YOUR GOAL
Output each entry that follows exactly. Images stay out.
◆ ◆ ◆ ◆
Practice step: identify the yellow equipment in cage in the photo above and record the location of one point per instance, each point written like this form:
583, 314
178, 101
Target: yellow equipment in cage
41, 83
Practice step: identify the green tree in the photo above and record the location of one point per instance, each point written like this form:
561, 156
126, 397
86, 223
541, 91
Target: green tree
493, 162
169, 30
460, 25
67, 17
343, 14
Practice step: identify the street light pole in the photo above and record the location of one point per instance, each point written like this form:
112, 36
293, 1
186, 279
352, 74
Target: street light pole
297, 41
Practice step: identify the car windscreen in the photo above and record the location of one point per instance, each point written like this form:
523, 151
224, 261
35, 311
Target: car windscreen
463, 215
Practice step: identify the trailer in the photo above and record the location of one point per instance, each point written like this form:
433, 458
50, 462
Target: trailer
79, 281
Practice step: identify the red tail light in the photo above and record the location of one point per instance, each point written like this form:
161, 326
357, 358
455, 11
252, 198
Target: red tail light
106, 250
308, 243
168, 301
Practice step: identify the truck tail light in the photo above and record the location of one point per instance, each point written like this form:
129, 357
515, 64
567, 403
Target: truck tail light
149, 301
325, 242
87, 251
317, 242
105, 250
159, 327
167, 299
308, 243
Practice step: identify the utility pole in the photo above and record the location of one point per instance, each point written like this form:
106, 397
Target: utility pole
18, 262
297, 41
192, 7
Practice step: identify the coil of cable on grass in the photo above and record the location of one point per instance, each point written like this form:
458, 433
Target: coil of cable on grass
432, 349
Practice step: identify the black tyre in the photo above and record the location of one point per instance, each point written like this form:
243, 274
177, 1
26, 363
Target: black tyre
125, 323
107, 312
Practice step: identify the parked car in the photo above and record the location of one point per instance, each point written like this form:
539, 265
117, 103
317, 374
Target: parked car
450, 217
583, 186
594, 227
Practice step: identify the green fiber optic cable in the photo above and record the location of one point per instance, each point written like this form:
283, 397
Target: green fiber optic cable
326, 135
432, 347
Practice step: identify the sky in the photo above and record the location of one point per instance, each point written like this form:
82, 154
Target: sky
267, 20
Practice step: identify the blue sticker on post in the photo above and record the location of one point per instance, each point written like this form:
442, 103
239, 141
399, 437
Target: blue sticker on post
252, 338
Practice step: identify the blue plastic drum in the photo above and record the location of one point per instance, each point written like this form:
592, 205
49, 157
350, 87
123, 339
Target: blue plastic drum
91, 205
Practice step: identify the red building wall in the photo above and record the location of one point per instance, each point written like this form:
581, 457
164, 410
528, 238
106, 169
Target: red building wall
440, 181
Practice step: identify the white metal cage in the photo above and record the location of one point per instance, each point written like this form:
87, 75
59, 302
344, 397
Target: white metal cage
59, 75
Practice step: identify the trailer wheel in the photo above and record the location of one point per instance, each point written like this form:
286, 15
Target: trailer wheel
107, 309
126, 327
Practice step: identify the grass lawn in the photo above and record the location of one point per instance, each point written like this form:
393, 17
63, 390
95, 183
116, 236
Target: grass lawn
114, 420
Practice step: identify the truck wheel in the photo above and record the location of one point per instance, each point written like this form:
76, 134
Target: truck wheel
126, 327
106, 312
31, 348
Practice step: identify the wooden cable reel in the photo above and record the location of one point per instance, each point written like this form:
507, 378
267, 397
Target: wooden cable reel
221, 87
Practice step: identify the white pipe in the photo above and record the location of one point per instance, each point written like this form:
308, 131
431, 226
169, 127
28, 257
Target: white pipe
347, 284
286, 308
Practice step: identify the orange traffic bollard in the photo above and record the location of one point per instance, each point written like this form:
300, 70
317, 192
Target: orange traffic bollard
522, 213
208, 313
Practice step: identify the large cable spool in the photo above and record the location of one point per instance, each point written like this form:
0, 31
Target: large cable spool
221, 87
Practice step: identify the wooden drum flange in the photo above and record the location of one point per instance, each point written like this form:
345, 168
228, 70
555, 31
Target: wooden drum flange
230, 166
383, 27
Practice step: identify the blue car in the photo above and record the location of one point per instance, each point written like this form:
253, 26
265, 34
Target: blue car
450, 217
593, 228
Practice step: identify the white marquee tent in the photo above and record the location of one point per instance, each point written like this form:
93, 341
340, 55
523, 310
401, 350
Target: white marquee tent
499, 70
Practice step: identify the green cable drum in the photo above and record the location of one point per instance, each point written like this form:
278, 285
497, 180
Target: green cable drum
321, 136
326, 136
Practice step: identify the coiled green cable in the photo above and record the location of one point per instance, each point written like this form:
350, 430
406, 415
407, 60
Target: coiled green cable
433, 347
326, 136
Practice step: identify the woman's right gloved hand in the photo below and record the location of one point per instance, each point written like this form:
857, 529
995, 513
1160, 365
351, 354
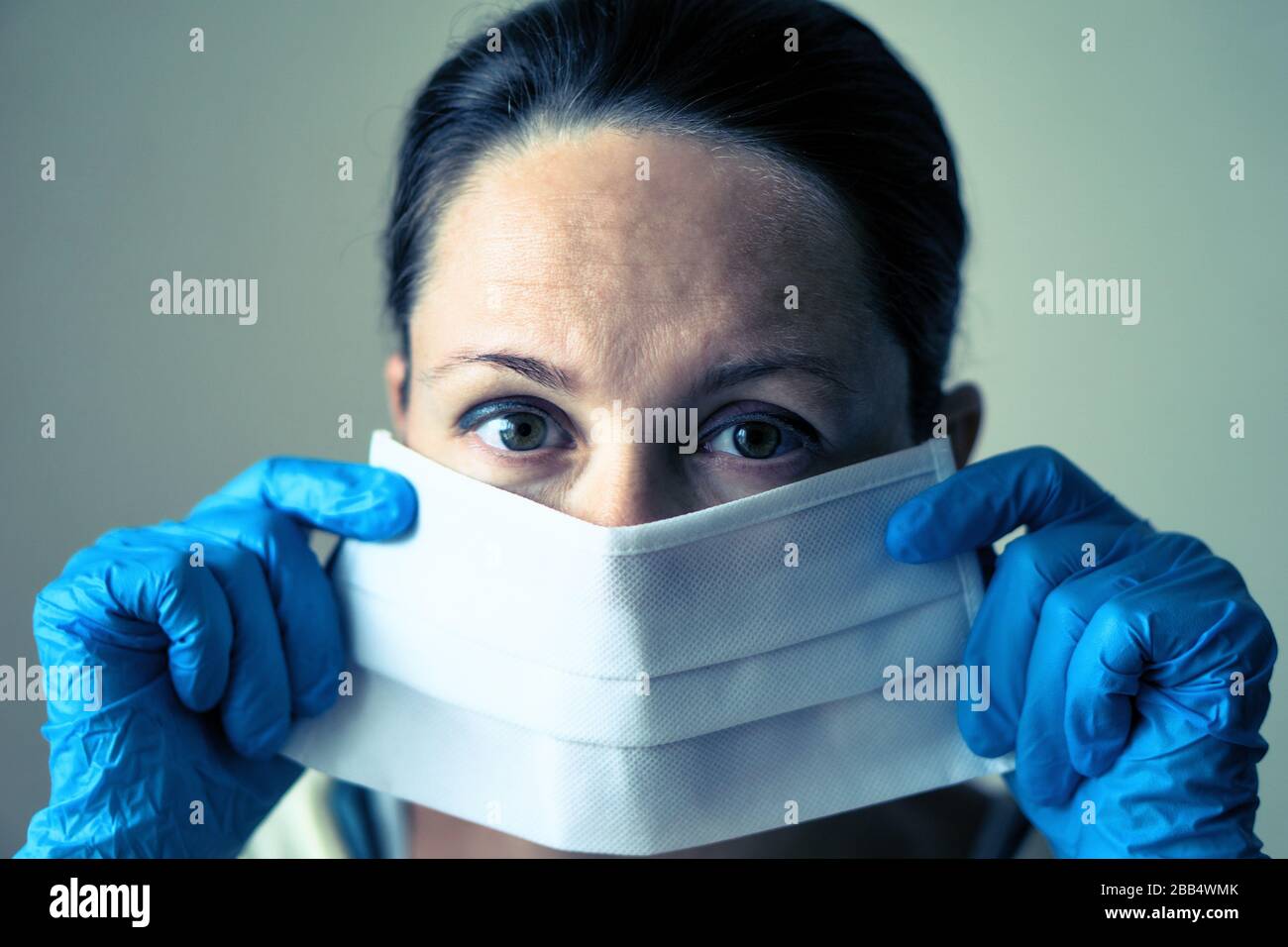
◆ ◆ ◆ ◆
SOLUTION
Practice step: identify the yellow equipment in cage in the photo above and record the location of one point per instance, each point written like this form:
583, 314
178, 101
Target: yellow equipment in cage
41, 83
Practice step: identify the green tree in the photo above and record the location of one point per instance, each point written like this form:
561, 156
126, 397
86, 223
541, 91
Target: green tree
493, 162
169, 30
460, 25
67, 17
343, 14
Practice step: identify the street light pole in the photo above and record the location of one point per instance, each point written like this form:
112, 36
293, 1
186, 279
352, 74
Target: street light pole
297, 41
Practice step: identify the car windscreen in the photo above and record the location of one point per instance, each point written like this form:
523, 151
224, 261
35, 311
Target: car windscreen
463, 215
Practice step: identify the trailer in the photo above and record the location of one point per instance, each point written like this form:
433, 458
50, 462
Target: trailer
79, 281
Practice step: identify the red tail light in the photo above and record the location of one point per instance, each point written like this form:
161, 326
357, 358
455, 11
252, 198
Target: red tail light
106, 250
308, 243
168, 301
Practice step: identify the truck tail light in the photo above and record the location of one point per instance, each point written like this form:
129, 357
515, 64
567, 403
Target: truck tail light
149, 301
325, 242
87, 251
317, 242
105, 250
159, 327
167, 299
308, 243
Practice step: identify the utility pole in the photo above and record the location of one point per instance, each point written like this form:
106, 397
Target: utility pole
18, 262
297, 41
192, 7
Practice step: identify the coil of cable on grass in the photo above and record the location of one point per instance, each point written like this form:
458, 433
Target: coil of cable on grass
432, 349
Practice step: identify the black tyre in the photo above and record the location of one point per instance, each point written like this form:
243, 274
177, 1
26, 363
Target: black tyre
125, 323
107, 312
Practice step: identify the parked car in the photo above and record the location of one point per instance, each point written like this form:
539, 265
117, 103
317, 374
Target: parked car
450, 217
583, 186
594, 227
Practice step: identify the green fiber optic cable in the photo above and record the location of one point per instance, each point written like this form:
283, 397
Target: green fiber optic cable
326, 135
432, 347
Practice step: identify the sky in the photo above and record the location of one point per instance, each point written like this form:
82, 154
Target: sky
267, 20
Practice step: identify the blue sticker on post in the photo above and record the location of one point per instance, each point written like this form:
442, 103
239, 141
399, 437
Target: blue sticker on post
252, 338
Practice step: identify the blue plastic drum in the photo above and record the location of one point per instance, each point written like this form:
592, 205
49, 157
350, 87
123, 339
Target: blue plastic drum
91, 205
Practice step: identify the red building wall in the photo above and record the location of one point per instance, each point written like this form:
581, 457
164, 410
528, 238
106, 169
Target: red building wall
440, 181
Practice step: identify the white metal cage in the photo above and record the location of one point per instance, each point written like this form:
87, 75
59, 302
344, 397
Target: white metal cage
59, 75
Practice step: identify the trailer wheel in the photo above and record the location of one point per instance, each point written like this form:
286, 15
Target: trailer wheel
107, 309
126, 327
Practice step: identify the grass lawn in the photo above and record the location of one point per instance, each point written like this form:
393, 17
63, 390
95, 183
116, 236
Target: grass lawn
114, 420
Practice step: identify the truck wheel in the photo above and record the location of one point per instance, each point written like this form:
76, 134
Target: truck wheel
126, 327
106, 312
31, 348
Practice step: identify the wooden cable reel in the photo above and record the location of one point per instance, each point written like this form:
507, 378
267, 397
Target: wooden cable reel
221, 87
Practice step: identify the white pipe in the photo above and record the location of one point per instance, each point written like this form:
308, 131
431, 226
169, 127
28, 257
Target: white pipe
347, 284
286, 308
Practice step: identify the orange traffic bollard in the photo above and record the location of one point per instance, each point written like this form:
300, 70
317, 192
Target: orange traffic bollard
522, 213
208, 313
Practice step: identify the large cable spool in the photo above and record the location of one point per instance, each point written like this form:
0, 31
Target: large cable spool
221, 87
Practice step: identify the wooden drum flange in the photo above and record the location of one point per instance, each point written like this form:
345, 168
228, 70
555, 31
Target: wooden drum flange
230, 166
383, 27
Practice step: identify the blue car in the photo above and record the location of one point per instance, each point written like this form:
253, 26
265, 34
Target: blue car
450, 217
593, 228
Practice step: identify the white marquee tent in the photo above and record the location of one point per instance, each point written like this form:
93, 341
340, 55
523, 310
401, 350
Target: white marquee tent
499, 70
Practice step: identify the green cable drum in the photo above and record the location of one point per instance, each point written like this form:
278, 285
497, 180
Target: green cable drum
321, 136
326, 136
Practice step: identify the coiled green cable in the photo above and record the location of one point per instance, each point written like this form:
350, 430
406, 415
407, 60
Target: coiled green cable
433, 347
326, 136
Practice step: identify the woman's right gloved hand in the photo below and record the location of one point per instance, each point written like this form:
857, 529
995, 513
1160, 365
351, 354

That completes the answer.